Reproduce each of the rows below word for word, leaving out the pictures.

- [Material provided]:
::::::::::

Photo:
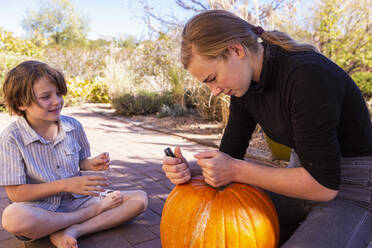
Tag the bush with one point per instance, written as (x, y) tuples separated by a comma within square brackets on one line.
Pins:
[(142, 103), (82, 91), (364, 82), (175, 110)]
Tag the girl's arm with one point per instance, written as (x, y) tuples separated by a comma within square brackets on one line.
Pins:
[(220, 169), (292, 182)]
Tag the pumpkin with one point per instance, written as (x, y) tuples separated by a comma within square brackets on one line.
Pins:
[(200, 216)]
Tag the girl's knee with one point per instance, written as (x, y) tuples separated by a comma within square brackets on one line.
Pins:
[(17, 219)]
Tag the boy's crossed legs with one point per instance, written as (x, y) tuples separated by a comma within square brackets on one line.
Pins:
[(65, 227)]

::::::::::

- [Correct result]:
Photo:
Tag the bush with one point per instance, written as (x, y) tuples separated by a comma within square brackets on one line.
Pins:
[(142, 103), (82, 91), (364, 82), (175, 110)]
Tag the girl's arm with one point per instance, written as (x, y) tuples separated by a comma within square brackets on one line.
Pins:
[(220, 169), (292, 182)]
Tag the pumpkin with one point per instance, written as (x, y) tuples separated by a comma within square brackets on one line.
Pins:
[(200, 216)]
Tag the girl's knee with one point per instance, written as (x, y) tuples separated by a comma within square brackets on one line.
Pins:
[(17, 219)]
Tag the boy's crossed legs with one point per instance, written as (x, y) tuples separated by a comma within square brackets on one line.
Pins:
[(65, 227)]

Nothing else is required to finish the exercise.